Textabschnitt →
========================
Achtung: Im Englischen / Amerikanischen hat evangelical demzufolge zwei Bedeutungen. Es kann zum einen mit "evangelikal" übersetzt werden. Zum anderen kann es auch (seltener) einfach "evangelisch" bedeuten, wie z. B. in der "Evangelical Lutheran Church in America" (ELCA), der "evangelisch"-lutherischen Kirche der USA, die aber keineswegs "evangelikal" ist. Zur Beschreibung des deutschen "evangelisch" wird im Englischen eher "protestant" genutzt. Gemäß einer Faustregel tendieren Evangelikale in den USA eher dazu. evangelical mit vorne kurzem e auszusprechen, wogegen Nicht-Evangelikale eher langesgezogen "eeeevangelical" intonieren.

Der Begriff "evangelikal"

Das relativ junge Wort Evangelikal ist heute ein feststehender Ausdruck für ein in seinem Selbstverständis auf ausgezeichnete Weise bibeltreues Christentum geworden, das sich von Traditionalismus, Liberalismus, und Säkularismus abgrenzt.
========================
Datenauszüge →

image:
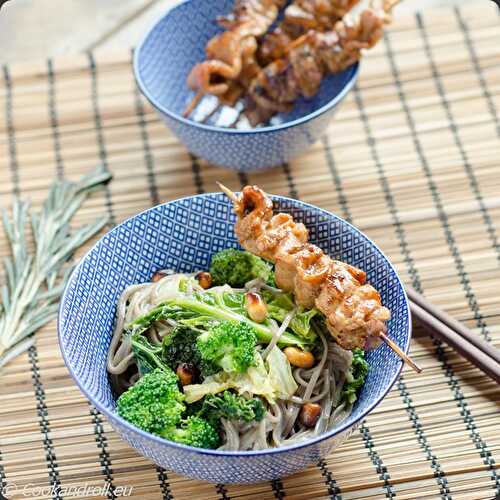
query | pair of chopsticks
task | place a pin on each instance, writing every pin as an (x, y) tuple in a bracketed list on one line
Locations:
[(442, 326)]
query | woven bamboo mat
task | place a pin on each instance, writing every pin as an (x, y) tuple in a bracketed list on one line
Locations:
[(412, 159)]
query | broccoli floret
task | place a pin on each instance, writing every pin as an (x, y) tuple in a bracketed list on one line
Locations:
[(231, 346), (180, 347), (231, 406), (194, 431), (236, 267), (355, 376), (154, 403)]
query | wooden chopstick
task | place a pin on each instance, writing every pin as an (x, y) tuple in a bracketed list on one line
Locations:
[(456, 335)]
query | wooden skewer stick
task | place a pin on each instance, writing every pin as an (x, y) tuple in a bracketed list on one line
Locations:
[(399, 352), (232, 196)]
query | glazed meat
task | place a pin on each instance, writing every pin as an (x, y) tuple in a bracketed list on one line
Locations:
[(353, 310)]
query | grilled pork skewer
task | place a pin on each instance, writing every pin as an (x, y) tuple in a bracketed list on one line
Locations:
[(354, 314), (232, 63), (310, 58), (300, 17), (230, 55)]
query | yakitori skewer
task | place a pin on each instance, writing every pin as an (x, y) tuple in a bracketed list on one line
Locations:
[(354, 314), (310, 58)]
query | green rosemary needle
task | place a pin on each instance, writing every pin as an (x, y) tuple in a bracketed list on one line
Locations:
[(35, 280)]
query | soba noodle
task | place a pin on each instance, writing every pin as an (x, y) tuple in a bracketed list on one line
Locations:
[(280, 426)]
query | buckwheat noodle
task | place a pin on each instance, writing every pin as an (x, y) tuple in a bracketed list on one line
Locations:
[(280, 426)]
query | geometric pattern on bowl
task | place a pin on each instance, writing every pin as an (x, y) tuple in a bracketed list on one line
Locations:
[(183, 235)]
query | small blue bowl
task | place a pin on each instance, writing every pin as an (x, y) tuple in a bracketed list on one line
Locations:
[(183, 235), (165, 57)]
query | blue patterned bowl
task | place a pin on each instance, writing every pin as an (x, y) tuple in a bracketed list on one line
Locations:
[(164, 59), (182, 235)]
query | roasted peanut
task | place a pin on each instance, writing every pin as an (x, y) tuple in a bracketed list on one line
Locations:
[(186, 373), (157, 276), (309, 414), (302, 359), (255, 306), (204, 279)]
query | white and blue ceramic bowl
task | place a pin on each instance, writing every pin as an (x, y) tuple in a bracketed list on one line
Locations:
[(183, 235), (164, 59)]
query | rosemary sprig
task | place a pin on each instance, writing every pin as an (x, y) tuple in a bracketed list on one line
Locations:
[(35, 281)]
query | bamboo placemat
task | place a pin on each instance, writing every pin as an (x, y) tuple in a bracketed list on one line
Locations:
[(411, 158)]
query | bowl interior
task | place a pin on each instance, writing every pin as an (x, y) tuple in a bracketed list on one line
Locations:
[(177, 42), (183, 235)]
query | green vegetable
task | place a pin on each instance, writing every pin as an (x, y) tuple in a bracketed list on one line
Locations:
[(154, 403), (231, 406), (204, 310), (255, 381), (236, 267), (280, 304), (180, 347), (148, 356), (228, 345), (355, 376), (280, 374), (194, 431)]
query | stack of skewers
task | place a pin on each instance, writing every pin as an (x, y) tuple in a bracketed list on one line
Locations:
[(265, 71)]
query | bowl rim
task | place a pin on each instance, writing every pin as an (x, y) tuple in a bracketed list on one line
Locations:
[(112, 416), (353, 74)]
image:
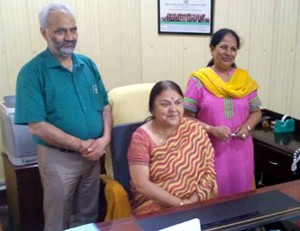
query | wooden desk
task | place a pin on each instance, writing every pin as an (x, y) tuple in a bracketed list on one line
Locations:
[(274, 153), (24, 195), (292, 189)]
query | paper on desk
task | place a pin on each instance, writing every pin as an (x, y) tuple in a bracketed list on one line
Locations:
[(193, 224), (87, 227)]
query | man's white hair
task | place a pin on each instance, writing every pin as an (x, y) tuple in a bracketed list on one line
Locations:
========================
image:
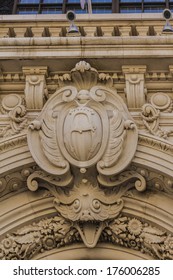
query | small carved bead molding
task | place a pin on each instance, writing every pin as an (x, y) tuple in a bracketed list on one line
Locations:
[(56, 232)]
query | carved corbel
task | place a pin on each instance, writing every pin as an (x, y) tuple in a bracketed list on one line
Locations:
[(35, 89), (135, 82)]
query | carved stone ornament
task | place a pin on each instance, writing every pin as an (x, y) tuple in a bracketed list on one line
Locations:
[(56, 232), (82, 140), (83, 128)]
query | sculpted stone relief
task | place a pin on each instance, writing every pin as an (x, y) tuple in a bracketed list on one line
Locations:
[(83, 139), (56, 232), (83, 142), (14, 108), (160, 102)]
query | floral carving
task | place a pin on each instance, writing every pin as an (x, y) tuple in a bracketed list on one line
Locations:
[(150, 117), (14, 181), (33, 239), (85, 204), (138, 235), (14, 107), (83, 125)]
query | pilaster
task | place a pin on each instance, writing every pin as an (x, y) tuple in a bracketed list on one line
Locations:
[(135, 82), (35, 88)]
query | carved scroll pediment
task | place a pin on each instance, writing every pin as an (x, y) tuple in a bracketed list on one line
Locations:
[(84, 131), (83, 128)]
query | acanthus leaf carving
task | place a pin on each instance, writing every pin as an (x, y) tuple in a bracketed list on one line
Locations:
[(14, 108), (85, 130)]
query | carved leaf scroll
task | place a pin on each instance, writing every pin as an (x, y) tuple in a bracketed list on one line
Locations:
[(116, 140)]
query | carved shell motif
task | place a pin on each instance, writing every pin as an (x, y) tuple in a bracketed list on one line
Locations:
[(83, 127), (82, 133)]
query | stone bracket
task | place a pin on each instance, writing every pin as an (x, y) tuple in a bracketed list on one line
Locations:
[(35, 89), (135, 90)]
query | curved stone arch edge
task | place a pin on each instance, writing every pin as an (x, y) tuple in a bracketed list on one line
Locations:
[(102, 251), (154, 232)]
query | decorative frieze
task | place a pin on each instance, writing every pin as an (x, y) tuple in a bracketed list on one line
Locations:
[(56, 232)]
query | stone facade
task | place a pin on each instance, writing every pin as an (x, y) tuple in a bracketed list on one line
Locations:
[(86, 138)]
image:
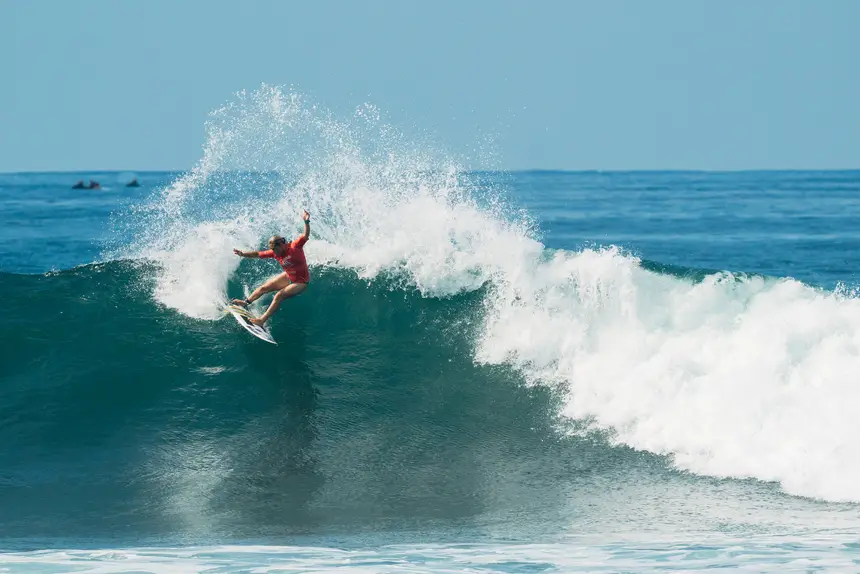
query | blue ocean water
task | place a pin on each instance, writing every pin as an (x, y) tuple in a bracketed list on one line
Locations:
========================
Zielsetzung →
Führen Sie den Text über den Begriff „evangelikal“ im Anschluss an seinen letzten Satz weiter. Die Datensätze spielen hierfür keine Rolle.

Lösung →
Die Bezeichnung Evangelical wurde in den Vereinigten Staaten im 20. Jahrhundert immer mehr verwendet um Christen zu bezeichnen, die in der Tradition der bibeltreuen Erweckungsbewegungen stehen, aber nur zum Teil den christlichen Fundamentalisten zuzurechnen sind, von dessen separatistischen Tendenzen sie sich in der Regel abgrenzen. Im deutschen Sprachraum konnte die wörtliche Rück-Übersetzung evangelisch für den gleichen Begriff nicht verwendet werden, da der Begriff bereits seit der Reformation im 16. Jahrhundert besetzt ist, also kam es zur Wortschöpfung evangelikal. Dieser Begriff hat sich gegenüber ähnlichen Begriffen wie bibeltreu oder pietistisch durchgesetzt, da er vom Wort her die Verbindung sowohl zum Evangelium als auch zur internationalen Bewegung herstellt.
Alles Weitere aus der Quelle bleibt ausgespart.